• **Source records**

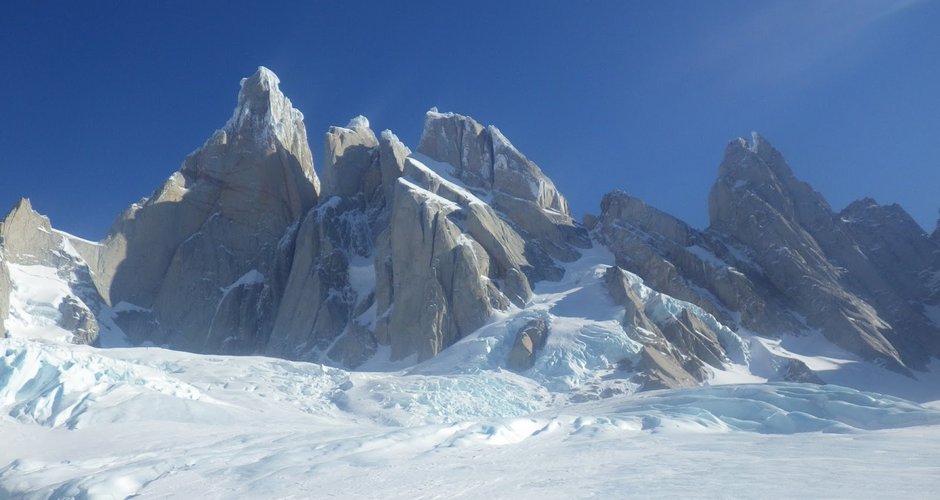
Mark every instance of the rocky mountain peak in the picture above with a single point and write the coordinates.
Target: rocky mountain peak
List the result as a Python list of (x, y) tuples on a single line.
[(23, 211), (25, 233), (264, 115), (483, 157)]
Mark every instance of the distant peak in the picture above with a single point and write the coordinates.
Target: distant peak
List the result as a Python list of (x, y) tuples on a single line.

• **Direction**
Convert every line of the items above into a JSON list of strings, one string per line, omitting blank lines. Leave the pictures out.

• **Final result**
[
  "Mark every instance of the rocky mountain peak in the picture above with a single point and write the coordinates.",
  "Target: rocky mountain peak",
  "List the result as a Python list of (x, y) tuples on a single line.",
  "[(23, 211), (25, 233), (264, 115), (483, 157)]",
  "Mark every instance of the distant peak in the picture above with a single point and write the coordinates.",
  "Target: distant peak",
  "List the result as a Python list of (x, y) tuples on a single line."
]